What is being asked:
Among the records, find the lines that hold the string "segment" and return them.

Provided entries:
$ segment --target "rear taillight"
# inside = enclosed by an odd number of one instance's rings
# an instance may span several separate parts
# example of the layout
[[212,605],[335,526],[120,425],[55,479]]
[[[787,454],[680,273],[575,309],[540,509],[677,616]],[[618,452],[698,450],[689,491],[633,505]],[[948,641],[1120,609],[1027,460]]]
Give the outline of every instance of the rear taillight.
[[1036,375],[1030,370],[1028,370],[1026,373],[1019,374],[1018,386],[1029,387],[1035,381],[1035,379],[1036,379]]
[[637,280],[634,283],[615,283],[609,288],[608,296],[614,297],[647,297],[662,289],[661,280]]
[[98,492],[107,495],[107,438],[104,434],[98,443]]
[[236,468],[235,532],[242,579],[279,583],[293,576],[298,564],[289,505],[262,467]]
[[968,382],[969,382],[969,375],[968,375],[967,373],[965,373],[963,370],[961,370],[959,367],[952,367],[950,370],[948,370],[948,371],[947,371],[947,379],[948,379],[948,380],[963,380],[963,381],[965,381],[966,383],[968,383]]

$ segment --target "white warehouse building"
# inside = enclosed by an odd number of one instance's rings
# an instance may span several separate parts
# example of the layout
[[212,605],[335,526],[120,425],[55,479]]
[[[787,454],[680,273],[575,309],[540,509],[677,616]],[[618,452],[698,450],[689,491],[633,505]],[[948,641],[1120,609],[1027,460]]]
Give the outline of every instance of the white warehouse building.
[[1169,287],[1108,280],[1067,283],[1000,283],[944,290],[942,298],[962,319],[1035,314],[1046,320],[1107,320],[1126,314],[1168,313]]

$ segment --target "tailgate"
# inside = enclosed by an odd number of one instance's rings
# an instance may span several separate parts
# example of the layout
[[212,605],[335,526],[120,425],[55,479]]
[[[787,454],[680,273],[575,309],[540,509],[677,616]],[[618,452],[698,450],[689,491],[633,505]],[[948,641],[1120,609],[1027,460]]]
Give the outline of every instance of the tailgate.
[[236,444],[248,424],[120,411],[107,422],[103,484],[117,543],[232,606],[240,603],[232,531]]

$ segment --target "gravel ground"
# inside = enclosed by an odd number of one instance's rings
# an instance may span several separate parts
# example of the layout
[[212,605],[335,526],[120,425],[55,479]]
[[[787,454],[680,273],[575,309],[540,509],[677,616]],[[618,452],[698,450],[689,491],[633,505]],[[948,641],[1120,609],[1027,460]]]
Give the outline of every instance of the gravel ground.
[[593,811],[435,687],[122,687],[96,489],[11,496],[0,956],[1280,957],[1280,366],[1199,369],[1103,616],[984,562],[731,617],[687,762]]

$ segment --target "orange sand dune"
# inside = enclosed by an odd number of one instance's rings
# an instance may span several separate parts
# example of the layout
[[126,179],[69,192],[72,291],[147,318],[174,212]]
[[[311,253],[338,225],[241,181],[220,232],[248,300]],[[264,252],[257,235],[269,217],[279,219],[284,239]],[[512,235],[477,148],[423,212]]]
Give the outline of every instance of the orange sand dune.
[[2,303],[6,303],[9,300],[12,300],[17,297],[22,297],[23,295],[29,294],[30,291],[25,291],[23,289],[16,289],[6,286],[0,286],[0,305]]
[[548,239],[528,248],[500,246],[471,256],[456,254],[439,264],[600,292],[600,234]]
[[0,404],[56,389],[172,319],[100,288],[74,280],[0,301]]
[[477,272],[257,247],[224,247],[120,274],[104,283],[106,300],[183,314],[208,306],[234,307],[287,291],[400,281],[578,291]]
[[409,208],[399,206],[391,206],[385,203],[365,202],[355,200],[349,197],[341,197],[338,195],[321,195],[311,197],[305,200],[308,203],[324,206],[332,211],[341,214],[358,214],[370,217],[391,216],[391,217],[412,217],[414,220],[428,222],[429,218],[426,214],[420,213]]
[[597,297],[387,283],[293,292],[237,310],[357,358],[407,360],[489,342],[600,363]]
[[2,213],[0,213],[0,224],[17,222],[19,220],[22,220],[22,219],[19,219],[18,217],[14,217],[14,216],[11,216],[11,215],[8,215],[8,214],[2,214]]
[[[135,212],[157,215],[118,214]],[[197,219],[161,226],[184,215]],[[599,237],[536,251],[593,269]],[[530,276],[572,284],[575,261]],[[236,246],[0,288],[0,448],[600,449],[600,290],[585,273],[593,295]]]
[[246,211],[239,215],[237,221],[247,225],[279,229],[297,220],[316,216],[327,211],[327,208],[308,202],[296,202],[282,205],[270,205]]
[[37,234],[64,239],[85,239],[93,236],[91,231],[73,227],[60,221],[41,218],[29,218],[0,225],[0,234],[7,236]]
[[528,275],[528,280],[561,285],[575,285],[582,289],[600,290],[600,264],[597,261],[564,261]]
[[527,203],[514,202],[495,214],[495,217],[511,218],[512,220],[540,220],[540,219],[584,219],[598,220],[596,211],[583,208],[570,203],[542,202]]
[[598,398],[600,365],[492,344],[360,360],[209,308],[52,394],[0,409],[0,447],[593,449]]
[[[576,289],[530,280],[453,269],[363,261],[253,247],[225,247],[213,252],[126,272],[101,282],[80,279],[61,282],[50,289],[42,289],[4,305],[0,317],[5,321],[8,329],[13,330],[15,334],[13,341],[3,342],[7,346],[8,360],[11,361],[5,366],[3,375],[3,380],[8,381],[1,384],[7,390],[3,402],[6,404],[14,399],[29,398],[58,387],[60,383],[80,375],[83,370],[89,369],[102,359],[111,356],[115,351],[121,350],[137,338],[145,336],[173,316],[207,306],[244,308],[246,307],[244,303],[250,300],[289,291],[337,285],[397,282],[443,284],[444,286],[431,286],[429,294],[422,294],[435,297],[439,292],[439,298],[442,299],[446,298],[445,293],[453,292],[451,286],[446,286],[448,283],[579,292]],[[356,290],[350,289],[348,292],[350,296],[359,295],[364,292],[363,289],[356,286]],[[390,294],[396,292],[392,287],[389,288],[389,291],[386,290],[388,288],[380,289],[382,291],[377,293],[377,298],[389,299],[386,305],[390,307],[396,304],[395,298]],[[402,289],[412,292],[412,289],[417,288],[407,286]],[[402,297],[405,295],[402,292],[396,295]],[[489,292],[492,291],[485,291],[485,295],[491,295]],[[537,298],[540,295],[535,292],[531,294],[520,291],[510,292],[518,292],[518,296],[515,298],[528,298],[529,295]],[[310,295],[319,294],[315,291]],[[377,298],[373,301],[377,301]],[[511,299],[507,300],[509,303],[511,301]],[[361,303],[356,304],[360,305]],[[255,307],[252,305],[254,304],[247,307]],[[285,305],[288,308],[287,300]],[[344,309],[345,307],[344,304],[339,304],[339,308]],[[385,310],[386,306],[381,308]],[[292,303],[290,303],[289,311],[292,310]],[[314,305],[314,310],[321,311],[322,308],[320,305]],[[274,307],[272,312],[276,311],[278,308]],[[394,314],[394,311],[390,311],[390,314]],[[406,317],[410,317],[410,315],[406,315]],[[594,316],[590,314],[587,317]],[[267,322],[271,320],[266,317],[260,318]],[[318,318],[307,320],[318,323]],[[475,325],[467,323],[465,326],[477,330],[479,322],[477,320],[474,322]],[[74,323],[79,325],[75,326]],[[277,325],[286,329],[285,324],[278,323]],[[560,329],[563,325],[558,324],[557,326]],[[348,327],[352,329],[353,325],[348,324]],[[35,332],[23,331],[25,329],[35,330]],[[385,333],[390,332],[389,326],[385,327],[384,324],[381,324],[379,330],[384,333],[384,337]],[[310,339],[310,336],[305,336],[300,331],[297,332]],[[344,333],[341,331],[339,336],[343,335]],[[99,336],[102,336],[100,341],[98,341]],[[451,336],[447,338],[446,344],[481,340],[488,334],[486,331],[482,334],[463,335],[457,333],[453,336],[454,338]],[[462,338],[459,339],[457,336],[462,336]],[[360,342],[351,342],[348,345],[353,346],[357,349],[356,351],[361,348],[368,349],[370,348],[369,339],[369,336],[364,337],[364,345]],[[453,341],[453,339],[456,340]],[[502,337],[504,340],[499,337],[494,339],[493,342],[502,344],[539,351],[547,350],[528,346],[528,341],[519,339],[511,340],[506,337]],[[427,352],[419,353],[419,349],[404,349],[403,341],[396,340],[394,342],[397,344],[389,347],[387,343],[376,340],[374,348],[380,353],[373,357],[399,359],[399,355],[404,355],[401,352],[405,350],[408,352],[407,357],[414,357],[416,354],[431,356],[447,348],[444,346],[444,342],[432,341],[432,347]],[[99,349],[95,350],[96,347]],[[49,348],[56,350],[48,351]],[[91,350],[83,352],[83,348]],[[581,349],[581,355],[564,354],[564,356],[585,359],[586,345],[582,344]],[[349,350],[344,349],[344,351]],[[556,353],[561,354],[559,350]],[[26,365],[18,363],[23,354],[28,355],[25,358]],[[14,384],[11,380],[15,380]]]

Completed task:
$ segment --target "rear taillight"
$ segment --target "white warehouse building"
$ segment --target "tailgate"
$ segment --target "gravel ground"
$ segment --target "orange sand dune"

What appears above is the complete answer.